§ Work instruction:
What's needed: every entry, printed exactly, minus the images.

Records excerpted from a collection
-------

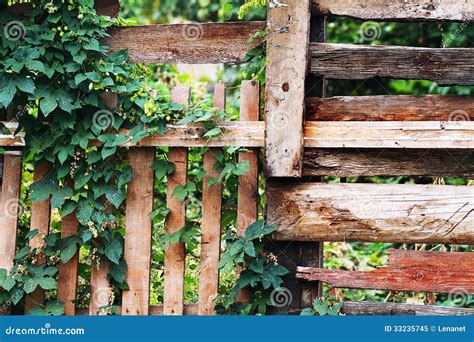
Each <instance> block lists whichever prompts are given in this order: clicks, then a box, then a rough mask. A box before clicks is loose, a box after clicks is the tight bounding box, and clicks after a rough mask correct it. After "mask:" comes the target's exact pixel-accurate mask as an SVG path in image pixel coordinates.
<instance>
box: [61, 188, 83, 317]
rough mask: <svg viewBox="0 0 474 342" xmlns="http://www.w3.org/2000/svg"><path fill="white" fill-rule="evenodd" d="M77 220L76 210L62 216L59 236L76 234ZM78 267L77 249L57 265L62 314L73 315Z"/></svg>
mask: <svg viewBox="0 0 474 342" xmlns="http://www.w3.org/2000/svg"><path fill="white" fill-rule="evenodd" d="M67 182H68V185H69V186H73V184H72V181H71V180H68V181H67ZM78 226H79V221H78V220H77V217H76V212H75V211H74V212H72V213H71V214H69V215H67V216H65V217H63V218H62V224H61V238H62V239H64V238H67V237H69V236H72V235H76V234H77V228H78ZM78 267H79V251H77V252H76V254H75V255H74V257H72V259H71V260H69V261H68V262H67V263H65V264H63V263H61V264H60V265H59V277H58V300H60V301H62V302H64V314H65V315H67V316H74V315H75V314H76V308H75V304H74V301H75V300H76V293H77V274H78Z"/></svg>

-------

§ Exercise response:
Each <instance> block lists whichever prompts are given in this order: clicks, then a box, then a rough mask. A box before clicks is loose, a box after clicks is the tight bounding box, and clicks after a rough mask correct it. After "mask:" comes the target's exact pixel-accurate mask as an SVG path in image pixel coordinates.
<instance>
box: [61, 188, 83, 317]
rough mask: <svg viewBox="0 0 474 342" xmlns="http://www.w3.org/2000/svg"><path fill="white" fill-rule="evenodd" d="M77 220L76 210L62 216L59 236L76 234ZM78 267L77 249L57 265L62 314L73 315Z"/></svg>
mask: <svg viewBox="0 0 474 342" xmlns="http://www.w3.org/2000/svg"><path fill="white" fill-rule="evenodd" d="M67 182H68V185H69V186H73V184H72V181H71V180H68V181H67ZM78 226H79V221H78V220H77V217H76V212H75V211H74V212H72V213H71V214H69V215H67V216H65V217H63V218H62V224H61V238H62V239H64V238H67V237H69V236H72V235H76V234H77V228H78ZM78 267H79V251H77V252H76V254H75V255H74V257H72V259H71V260H69V261H68V262H67V263H65V264H63V263H61V264H60V265H59V277H58V300H60V301H62V302H64V314H65V315H67V316H74V315H75V314H76V308H75V304H74V301H75V300H76V293H77V274H78Z"/></svg>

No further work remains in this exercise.